------ Provided records ------

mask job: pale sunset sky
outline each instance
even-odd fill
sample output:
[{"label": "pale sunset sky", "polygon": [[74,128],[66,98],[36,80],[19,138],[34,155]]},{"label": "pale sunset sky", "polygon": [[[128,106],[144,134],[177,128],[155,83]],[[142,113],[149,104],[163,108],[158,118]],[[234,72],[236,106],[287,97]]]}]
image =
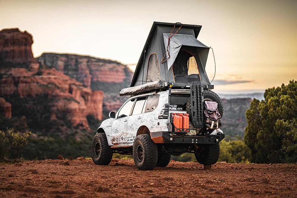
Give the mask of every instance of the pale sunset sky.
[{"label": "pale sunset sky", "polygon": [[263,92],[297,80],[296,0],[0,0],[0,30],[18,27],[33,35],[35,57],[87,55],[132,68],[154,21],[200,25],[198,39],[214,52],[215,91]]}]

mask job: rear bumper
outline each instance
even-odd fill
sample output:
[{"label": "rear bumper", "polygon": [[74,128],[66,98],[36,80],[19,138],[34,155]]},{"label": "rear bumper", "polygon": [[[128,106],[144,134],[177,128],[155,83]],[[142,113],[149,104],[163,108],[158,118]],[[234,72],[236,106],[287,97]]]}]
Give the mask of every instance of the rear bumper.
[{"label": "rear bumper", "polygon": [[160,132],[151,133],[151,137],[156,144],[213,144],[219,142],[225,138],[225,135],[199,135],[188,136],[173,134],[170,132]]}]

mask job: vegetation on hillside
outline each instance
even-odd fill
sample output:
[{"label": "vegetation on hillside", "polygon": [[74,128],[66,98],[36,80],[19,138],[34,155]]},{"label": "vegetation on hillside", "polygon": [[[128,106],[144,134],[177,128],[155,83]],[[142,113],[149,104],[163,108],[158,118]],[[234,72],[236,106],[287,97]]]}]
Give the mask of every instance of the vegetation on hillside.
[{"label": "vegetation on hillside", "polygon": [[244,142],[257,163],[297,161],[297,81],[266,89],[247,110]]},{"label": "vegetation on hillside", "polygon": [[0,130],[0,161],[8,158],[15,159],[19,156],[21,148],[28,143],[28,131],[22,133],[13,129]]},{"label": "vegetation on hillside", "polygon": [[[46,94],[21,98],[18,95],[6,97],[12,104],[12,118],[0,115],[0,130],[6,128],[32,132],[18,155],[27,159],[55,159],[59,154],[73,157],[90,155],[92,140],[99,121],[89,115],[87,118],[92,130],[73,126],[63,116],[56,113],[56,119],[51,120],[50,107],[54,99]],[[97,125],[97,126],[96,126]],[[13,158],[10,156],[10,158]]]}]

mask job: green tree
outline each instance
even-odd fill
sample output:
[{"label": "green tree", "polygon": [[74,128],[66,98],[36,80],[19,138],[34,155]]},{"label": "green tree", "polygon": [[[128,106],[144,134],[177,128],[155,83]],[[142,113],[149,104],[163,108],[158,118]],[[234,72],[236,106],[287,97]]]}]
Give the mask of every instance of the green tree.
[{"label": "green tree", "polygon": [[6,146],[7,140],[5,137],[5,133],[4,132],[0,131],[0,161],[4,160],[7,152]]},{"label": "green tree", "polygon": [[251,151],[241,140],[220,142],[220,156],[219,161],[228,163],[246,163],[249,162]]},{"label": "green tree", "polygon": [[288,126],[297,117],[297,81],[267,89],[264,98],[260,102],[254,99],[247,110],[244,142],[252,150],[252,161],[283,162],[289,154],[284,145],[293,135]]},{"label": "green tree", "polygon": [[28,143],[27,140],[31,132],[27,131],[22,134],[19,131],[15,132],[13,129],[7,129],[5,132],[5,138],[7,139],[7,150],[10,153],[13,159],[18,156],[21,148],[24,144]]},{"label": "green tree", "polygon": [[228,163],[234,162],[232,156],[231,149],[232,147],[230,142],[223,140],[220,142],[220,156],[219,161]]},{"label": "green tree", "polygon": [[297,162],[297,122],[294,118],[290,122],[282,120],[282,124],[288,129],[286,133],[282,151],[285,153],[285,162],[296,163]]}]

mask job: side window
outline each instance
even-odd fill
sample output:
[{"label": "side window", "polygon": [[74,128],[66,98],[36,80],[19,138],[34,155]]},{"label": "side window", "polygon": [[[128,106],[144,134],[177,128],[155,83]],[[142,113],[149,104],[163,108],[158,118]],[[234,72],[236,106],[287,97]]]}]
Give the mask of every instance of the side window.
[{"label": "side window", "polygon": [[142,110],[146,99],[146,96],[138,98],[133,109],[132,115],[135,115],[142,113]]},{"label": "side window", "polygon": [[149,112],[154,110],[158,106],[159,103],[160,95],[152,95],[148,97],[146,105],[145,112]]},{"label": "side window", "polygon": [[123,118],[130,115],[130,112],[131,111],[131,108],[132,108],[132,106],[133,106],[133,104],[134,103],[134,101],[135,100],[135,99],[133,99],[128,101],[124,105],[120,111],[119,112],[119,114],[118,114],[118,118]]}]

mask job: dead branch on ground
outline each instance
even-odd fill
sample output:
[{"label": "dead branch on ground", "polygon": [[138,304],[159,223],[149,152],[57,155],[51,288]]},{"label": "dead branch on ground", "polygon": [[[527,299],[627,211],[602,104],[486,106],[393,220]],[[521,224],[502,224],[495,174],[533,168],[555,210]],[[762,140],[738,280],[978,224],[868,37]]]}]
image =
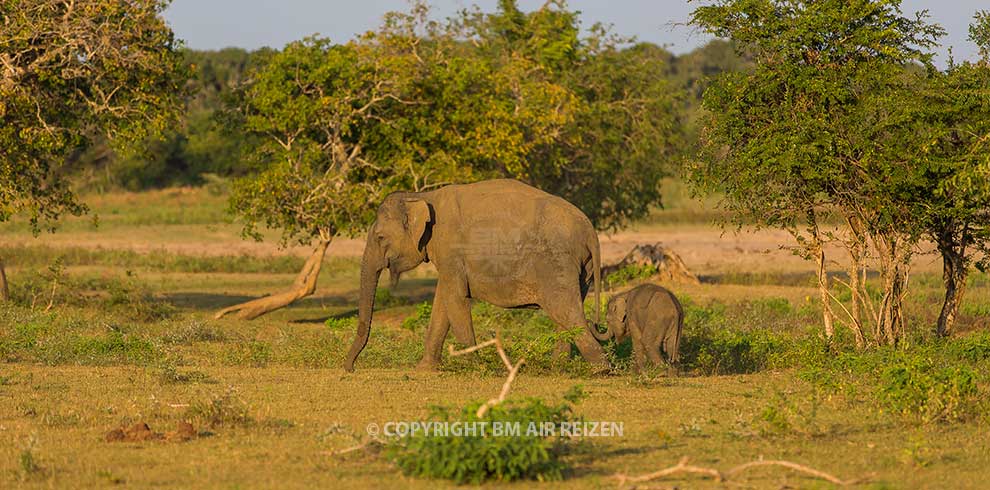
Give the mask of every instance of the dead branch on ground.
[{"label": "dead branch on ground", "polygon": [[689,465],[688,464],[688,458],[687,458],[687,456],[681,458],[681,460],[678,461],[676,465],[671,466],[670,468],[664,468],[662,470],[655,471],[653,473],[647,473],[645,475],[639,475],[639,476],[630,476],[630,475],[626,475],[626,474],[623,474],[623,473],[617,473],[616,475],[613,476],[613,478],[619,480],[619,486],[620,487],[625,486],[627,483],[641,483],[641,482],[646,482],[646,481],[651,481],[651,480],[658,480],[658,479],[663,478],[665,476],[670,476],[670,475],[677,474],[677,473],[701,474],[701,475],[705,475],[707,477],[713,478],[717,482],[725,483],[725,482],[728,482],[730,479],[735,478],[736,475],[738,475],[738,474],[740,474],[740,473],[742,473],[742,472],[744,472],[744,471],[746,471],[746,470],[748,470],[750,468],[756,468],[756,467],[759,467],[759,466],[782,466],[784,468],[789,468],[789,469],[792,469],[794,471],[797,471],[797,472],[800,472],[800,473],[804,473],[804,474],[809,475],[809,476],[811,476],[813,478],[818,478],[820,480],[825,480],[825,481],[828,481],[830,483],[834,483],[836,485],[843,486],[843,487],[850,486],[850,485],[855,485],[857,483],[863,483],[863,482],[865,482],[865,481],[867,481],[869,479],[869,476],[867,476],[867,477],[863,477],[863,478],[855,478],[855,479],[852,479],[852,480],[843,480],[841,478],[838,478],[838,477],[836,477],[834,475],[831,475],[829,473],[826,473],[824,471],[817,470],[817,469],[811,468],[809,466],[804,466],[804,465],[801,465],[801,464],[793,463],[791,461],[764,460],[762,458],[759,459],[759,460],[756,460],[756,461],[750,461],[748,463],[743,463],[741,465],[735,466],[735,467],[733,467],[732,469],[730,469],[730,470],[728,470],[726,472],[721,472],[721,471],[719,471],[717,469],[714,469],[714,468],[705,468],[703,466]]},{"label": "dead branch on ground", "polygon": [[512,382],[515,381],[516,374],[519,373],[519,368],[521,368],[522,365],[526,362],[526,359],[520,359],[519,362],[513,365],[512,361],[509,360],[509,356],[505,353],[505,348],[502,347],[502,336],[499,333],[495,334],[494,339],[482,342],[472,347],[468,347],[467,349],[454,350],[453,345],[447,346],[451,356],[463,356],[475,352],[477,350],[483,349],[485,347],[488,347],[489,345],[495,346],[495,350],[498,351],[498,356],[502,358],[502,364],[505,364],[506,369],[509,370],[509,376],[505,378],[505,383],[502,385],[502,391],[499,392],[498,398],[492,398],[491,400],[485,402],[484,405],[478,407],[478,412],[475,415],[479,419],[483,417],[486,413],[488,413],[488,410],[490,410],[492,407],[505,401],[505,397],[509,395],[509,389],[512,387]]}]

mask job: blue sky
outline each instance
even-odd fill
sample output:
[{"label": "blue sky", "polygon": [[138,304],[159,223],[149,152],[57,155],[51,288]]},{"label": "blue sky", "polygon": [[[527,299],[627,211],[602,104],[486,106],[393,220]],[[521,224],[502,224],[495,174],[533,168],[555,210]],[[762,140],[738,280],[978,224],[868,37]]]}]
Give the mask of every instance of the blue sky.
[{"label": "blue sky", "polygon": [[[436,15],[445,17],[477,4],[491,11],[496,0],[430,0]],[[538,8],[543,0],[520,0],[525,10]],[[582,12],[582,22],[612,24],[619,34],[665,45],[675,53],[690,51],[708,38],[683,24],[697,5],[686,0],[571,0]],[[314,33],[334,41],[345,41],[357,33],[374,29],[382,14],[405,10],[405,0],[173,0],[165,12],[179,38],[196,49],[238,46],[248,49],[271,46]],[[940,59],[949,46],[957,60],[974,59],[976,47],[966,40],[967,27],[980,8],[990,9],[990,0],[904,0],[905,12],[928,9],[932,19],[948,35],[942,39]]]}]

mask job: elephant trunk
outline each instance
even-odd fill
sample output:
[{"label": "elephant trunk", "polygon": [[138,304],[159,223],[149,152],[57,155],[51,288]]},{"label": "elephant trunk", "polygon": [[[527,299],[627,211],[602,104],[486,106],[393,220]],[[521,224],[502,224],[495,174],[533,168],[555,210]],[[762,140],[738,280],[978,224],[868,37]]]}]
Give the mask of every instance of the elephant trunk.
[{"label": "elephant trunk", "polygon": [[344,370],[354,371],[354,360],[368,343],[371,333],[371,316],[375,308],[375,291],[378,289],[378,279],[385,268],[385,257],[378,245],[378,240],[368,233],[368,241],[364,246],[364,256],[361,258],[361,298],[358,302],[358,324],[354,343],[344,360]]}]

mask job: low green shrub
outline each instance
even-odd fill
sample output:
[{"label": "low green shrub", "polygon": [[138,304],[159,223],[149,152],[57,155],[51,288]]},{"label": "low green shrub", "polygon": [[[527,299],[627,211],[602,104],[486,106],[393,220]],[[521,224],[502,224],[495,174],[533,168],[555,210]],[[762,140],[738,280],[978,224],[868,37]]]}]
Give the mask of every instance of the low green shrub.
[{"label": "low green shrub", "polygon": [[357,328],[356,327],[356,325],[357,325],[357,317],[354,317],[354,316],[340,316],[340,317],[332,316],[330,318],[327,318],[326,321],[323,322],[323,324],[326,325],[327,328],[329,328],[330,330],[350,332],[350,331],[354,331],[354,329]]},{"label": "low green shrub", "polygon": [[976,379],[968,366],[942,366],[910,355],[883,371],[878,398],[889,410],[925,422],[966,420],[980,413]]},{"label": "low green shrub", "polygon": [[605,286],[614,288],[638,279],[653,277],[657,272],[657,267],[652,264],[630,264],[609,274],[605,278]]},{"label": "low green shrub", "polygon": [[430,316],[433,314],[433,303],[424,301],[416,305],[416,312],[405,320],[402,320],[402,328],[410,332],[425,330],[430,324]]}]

------

Instructions to follow: Copy the listing word for word, from the line that contains "mask job: dead branch on ground" through the line that contains "Give the mask of every instance of the dead". Leave the picture out of your copy.

Correct output:
mask job: dead branch on ground
outline each instance
even-odd fill
sample output:
[{"label": "dead branch on ground", "polygon": [[138,304],[159,223],[149,152],[57,155],[51,288]]},{"label": "dead branch on ground", "polygon": [[[527,299],[627,211],[602,104],[486,106],[393,220]],[[521,224],[502,224],[495,174],[533,168],[555,210]],[[762,140],[738,280],[978,224],[868,37]]]}]
image =
Give the mask of every instance of the dead branch on ground.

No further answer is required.